▸ PROBLEM TO WORK ON: The data below must be returned in full and exactly.

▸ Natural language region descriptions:
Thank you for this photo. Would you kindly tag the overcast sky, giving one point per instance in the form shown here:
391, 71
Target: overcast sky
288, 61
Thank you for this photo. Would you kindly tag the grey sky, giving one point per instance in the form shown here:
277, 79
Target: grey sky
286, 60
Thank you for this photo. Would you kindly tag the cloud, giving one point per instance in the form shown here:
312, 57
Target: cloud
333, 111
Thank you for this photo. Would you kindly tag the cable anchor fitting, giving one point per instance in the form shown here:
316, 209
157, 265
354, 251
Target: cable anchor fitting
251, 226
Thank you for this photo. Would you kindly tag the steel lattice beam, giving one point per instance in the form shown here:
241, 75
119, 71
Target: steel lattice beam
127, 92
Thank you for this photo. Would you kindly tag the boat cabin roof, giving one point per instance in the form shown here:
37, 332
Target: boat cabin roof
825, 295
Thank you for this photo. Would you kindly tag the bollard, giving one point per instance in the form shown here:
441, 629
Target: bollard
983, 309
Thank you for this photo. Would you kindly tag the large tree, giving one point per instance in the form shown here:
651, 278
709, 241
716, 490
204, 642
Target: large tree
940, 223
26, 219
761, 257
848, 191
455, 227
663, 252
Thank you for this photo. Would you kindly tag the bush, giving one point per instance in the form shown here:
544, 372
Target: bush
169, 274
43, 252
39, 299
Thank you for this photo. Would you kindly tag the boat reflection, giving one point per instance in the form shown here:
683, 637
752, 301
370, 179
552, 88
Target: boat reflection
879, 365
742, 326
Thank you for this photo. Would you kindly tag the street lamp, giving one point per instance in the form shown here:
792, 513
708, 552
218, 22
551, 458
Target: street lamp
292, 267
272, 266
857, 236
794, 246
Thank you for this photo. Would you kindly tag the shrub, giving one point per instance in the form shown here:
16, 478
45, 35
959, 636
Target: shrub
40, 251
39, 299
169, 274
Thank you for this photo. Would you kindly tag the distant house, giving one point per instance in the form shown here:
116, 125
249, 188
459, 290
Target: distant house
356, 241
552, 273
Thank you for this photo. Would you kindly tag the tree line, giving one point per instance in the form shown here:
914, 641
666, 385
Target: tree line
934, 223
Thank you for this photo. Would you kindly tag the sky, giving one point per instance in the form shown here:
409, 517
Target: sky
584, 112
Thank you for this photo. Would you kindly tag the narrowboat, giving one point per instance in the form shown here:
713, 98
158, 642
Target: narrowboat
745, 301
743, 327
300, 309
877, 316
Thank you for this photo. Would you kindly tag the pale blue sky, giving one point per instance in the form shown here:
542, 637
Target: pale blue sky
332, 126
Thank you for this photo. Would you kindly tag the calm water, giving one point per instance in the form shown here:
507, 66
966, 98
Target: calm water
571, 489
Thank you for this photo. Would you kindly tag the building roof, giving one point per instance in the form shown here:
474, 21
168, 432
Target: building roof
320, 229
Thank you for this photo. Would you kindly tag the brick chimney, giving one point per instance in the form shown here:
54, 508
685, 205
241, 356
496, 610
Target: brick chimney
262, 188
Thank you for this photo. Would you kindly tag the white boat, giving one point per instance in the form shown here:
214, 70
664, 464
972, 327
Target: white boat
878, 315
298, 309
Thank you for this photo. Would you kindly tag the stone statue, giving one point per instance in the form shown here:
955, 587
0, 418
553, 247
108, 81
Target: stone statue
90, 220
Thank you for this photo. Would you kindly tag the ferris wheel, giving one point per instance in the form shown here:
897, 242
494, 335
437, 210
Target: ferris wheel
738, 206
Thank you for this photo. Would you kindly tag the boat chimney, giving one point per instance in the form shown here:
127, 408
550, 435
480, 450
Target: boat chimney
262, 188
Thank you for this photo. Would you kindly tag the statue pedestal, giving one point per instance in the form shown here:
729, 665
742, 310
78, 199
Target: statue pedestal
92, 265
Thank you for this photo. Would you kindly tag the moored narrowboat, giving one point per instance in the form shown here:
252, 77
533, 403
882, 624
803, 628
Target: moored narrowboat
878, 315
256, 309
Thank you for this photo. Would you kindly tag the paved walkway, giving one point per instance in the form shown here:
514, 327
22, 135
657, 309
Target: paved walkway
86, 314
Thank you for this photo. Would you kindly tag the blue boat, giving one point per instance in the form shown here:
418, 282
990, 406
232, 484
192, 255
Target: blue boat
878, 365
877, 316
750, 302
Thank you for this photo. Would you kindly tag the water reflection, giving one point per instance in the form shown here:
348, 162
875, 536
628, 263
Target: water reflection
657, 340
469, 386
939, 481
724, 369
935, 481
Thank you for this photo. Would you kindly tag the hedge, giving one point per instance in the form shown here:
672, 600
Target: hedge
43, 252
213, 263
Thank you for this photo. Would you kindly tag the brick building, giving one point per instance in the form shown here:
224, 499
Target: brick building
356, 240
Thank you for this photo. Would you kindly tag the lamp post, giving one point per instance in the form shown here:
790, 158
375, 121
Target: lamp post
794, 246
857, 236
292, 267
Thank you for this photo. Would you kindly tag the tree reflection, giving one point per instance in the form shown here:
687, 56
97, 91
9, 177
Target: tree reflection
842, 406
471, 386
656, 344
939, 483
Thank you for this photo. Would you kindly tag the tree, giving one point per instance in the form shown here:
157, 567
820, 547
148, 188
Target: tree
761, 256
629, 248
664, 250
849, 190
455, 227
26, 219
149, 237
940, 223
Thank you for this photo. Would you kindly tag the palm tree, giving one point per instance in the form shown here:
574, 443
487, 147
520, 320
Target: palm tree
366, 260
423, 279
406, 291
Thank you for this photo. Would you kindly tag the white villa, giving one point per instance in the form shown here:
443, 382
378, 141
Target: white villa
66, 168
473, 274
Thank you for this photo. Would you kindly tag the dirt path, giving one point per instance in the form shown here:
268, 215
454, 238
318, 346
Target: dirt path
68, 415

▸ TASK SOLUTION:
Thank you for this photo. Would you kindly tag the overcast sky, giving one point per instance in the form shown here:
391, 71
Target: overcast sky
288, 61
Thank you for this photo. Would you kindly tag the grey sky, giving one point per instance in the form shown here:
277, 79
Target: grey sky
286, 60
Thank you for this photo. Would you kindly tag the cloud, giving one point per instance in the form shown here:
312, 57
Target: cloud
333, 111
Thank you for this photo. Would you kindly tag the cable anchor fitting, giving one point per instance in the form shown here:
316, 209
157, 265
354, 251
Target: cable anchor fitting
251, 226
Thank you for this photo. Would you kindly tag the steel lattice beam, giving one point per instance in the form shown here:
241, 75
119, 71
Target: steel lattice beam
127, 92
Thank you for this photo. Would you kindly tag the boat cabin roof, giving one point per instance in the form shown here:
37, 332
Target: boat cabin roof
825, 295
Thank you for this photo. Would you kindly tag the bollard, giving one point per instance in the form shown here:
441, 629
Target: bollard
983, 309
Thank you for this photo. Would you kindly tag the large tree, giving one point per instance in the form shown here:
651, 278
709, 241
716, 490
204, 642
Target: large tree
940, 223
26, 219
761, 257
848, 191
455, 227
663, 252
Thank you for this photo. Would you kindly tag the bush, giving one point per instance in the form shown here:
544, 372
Target: bush
169, 274
43, 252
39, 299
Thank you for this photo. Would you kindly tag the boat reflection, giving one point per instance in the form shown here:
683, 637
752, 301
370, 179
552, 88
Target: boat reflection
879, 365
742, 326
Thank you for this photo. Would you kindly tag the street lamp, giving one point per instance in the form shown here:
792, 513
708, 552
218, 22
551, 458
Target: street lamp
292, 267
272, 266
857, 236
794, 246
Thank you for this photo. Would you kindly tag the shrub, giving one point per instance in the form shown here:
16, 478
45, 35
959, 636
Target: shrub
40, 251
39, 299
169, 274
Thank you for this photo. Would you kindly tag the distant house, giving one point per instance in the form shown here:
116, 125
249, 188
459, 290
Target: distant house
356, 241
552, 273
Thank you for this photo. Would you kindly tag the tree line, giving one point per instance in the form shown here:
914, 641
666, 385
Target: tree line
934, 223
Thank you for this photo. Would you kindly tag the sky, giving one point per instance in the form shown here:
409, 517
Target: sky
584, 112
Thank you for this photo. Would you kindly tag the narrowboat, giving one point per instance in the form shown here:
713, 98
158, 642
Target: narrowboat
745, 301
743, 327
300, 309
877, 316
Thank you for this photo. Would you kindly tag the pale blue sky, giving one point per instance in the form shown here:
542, 637
Target: pale blue sky
332, 126
Thank you for this photo. Would you kindly tag the calm water, giving one point per instance in the form shown here:
507, 66
966, 98
Target: calm water
571, 489
Thank you for this photo. Would you kindly tag the building roof, giving one point per instance in the form shown here:
474, 21
168, 432
Target: building roof
320, 229
Thank you for this photo. Would you kindly tag the brick chimney, giving one point per instance in the form shown here:
54, 508
685, 205
241, 356
496, 610
Target: brick chimney
262, 188
Thank you for this photo. Would you kindly tag the white boat, giving one point per instance in the form shown here:
214, 70
664, 464
972, 327
Target: white boat
878, 315
298, 309
Thank you for this photo. Would you kindly tag the stone statue, giving one point per instance in the form shown here:
955, 587
0, 418
553, 247
108, 81
Target: stone statue
90, 220
Thank you for this photo. Would you kindly tag the ferris wheel, giving one point per instance in the form shown here:
897, 242
494, 335
437, 210
Target: ferris wheel
738, 206
Thank you for this photo. Would you kindly tag the boat chimney, giving one point per instance in the form shown here:
127, 408
550, 435
480, 450
Target: boat chimney
262, 188
Thank you for this photo. Would you kindly tag the statue pedestal, giving one point per instance in the form shown here:
729, 665
742, 310
78, 199
Target: statue pedestal
92, 265
Thank you for this photo. Would you kindly tag the moored narrowboat, giving one point per instance in the form shown here:
252, 77
533, 403
882, 624
803, 628
Target: moored narrowboat
878, 315
256, 309
Thank you for this photo. Would you kindly tag the paved walkway, giving one point per instance in the form shown here:
514, 327
22, 135
657, 309
Target: paved walkway
86, 314
Thank you for this photo. Would you kindly tag the blue boat, giving one point per instance in the form shown here:
418, 282
990, 406
232, 484
192, 255
Target: blue boat
878, 365
877, 316
750, 302
Thank you for this photo. Would you kindly tag the water reflection, giving one point per instance in the form shown here:
348, 162
875, 536
628, 263
Target: water reflection
657, 340
469, 386
939, 481
724, 369
935, 481
Thank you for this photo. Would you kindly tag the hedge, giving one point per instance in the form shown here:
672, 600
Target: hedge
43, 252
213, 263
Thank you for this photo. Would you kindly tag the brick building, giving one point per instance in the form shown here:
224, 499
Target: brick building
356, 240
Thank you for this photo. Would you kindly tag the lamp post, giving one point per instance in the form shown here:
790, 158
375, 121
Target: lamp post
794, 246
857, 236
292, 267
Thank you for this photo. Would you kindly tag the tree reflection, giving one point per instance in the form shown here:
687, 56
97, 91
9, 177
Target: tree reflection
842, 406
471, 386
656, 344
939, 483
Thank you for this photo. Would you kindly tag the tree, giving one point per instance in the form shown here:
157, 567
820, 547
148, 188
Target: tree
761, 256
629, 248
664, 250
849, 190
455, 227
26, 219
149, 237
940, 223
Thank you for this photo. Would you kindly tag the palm tree, giving one point per instance in the form shown here:
574, 443
487, 147
520, 320
Target: palm tree
366, 260
423, 279
406, 291
Thank you for this photo. Would you kindly tag the white villa, giving one point per instance in the form shown here:
443, 382
378, 141
Target: white villa
66, 168
473, 274
Thank you for this photo. Would you kindly tag the dirt path, giving one point per instance in the form shown here:
268, 215
454, 238
318, 346
Target: dirt path
68, 415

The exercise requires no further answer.